:: Material ::

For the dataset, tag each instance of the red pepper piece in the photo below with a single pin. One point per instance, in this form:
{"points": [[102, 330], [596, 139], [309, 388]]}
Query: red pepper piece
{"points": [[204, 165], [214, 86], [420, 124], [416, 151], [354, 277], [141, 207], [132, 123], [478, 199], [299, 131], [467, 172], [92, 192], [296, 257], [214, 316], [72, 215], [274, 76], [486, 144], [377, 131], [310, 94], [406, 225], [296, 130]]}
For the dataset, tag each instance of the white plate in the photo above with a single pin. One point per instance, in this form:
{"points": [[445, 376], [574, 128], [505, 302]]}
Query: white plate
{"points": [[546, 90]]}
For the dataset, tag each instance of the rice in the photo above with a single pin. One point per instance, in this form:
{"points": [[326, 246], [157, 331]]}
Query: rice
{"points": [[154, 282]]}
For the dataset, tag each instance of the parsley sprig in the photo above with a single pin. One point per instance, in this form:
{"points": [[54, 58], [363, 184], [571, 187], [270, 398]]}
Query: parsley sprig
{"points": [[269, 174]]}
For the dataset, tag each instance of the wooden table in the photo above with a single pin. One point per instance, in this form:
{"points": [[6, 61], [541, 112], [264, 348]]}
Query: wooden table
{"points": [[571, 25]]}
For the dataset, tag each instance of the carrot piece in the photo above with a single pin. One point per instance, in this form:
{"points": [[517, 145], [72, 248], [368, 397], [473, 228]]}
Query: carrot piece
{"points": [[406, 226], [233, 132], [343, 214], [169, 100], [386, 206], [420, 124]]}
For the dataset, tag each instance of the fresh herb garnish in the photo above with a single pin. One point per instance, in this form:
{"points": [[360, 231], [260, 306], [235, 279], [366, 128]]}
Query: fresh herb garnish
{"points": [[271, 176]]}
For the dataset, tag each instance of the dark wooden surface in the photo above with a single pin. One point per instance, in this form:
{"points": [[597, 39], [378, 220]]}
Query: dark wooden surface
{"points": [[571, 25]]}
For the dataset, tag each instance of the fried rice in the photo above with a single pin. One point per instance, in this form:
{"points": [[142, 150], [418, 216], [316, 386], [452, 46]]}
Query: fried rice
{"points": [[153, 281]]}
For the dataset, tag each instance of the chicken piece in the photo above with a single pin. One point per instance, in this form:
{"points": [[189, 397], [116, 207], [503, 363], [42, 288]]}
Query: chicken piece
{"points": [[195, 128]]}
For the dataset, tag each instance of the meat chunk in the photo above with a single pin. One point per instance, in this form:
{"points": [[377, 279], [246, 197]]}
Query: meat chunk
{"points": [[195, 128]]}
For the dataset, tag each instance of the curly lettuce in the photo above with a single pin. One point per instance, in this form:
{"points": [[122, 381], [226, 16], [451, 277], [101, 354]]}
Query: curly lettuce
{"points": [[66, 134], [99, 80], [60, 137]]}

:::

Aim of the task:
Recast all of the data above as a numbered list with one line per number, leaving out any blank lines.

Solution to the problem:
1. For the dataset, tag each instance of the red pepper piece in the photo below with a single pin. One point per instance, in this form:
2. {"points": [[102, 330], [596, 139], [309, 388]]}
3. Query: red pepper piece
4. {"points": [[204, 165], [214, 86], [420, 124], [416, 151], [354, 277], [141, 207], [132, 123], [478, 199], [299, 131], [467, 172], [92, 192], [296, 257], [214, 316], [72, 215], [274, 76], [486, 144], [377, 131], [310, 94], [406, 225], [296, 130]]}
5. For the dataset, tag each instance of the white plate in the photo above with a single pin. One point per instance, in this form:
6. {"points": [[445, 376], [574, 128], [505, 302]]}
7. Query: white plate
8. {"points": [[546, 90]]}
9. For the dataset, tag each instance of the rice in the photo above with a single pin. One point per instance, in this form:
10. {"points": [[326, 246], [157, 331]]}
11. Query: rice
12. {"points": [[154, 282]]}
13. For the dataset, tag each instance of the parsley sprig in the photo above with a single pin. One point per instance, in this form:
14. {"points": [[54, 58], [363, 184], [571, 187], [270, 398]]}
15. Query: parsley sprig
16. {"points": [[269, 174]]}
17. For the dataset, tag each instance of the wooden table in the photo above with a single pin. One point per instance, in this form:
18. {"points": [[6, 61], [541, 112], [264, 348]]}
19. Query: wooden table
20. {"points": [[571, 25]]}
21. For the dataset, tag each instance of the carrot piece in the photo above with a single pin. One point per instance, in this form:
22. {"points": [[517, 145], [72, 248], [368, 397], [473, 228]]}
23. Query: carrot piece
24. {"points": [[406, 226], [233, 132], [343, 214], [169, 100], [386, 206], [420, 124]]}
25. For the dataset, tag each instance of the fresh herb garnish in the photo above with a single pin. One point per instance, in this form:
26. {"points": [[360, 231], [260, 306], [235, 279], [366, 128]]}
27. Query: fresh herb garnish
28. {"points": [[271, 176]]}
29. For the dataset, tag each instance of the dark wooden surface in the photo above with a single pin. One point per instance, in this form:
30. {"points": [[597, 39], [378, 220]]}
31. Query: dark wooden surface
32. {"points": [[571, 25]]}
33. For the dataset, tag each instance of the fried rice in the photo above with a single pin. One point per instance, in this form:
34. {"points": [[142, 150], [418, 216], [316, 386], [452, 46]]}
35. Query: fried rice
36. {"points": [[153, 281]]}
37. For the dataset, tag each instance of the chicken piece in the photo above with a single pin. One point per instance, in this form:
38. {"points": [[189, 397], [116, 207], [503, 363], [42, 288]]}
39. Query: chicken piece
40. {"points": [[195, 128]]}
41. For the dataset, tag each instance of the meat chunk in the photo above with a single pin. One point per instance, in this form:
42. {"points": [[377, 279], [246, 197]]}
43. Query: meat chunk
44. {"points": [[195, 128]]}
45. For the dataset, tag each instance of the curly lettuce in the photo above with a single pin. One point per instance, in this form:
46. {"points": [[122, 381], [226, 16], [451, 277], [101, 354]]}
47. Query: curly lettuce
48. {"points": [[66, 134], [99, 80], [60, 137]]}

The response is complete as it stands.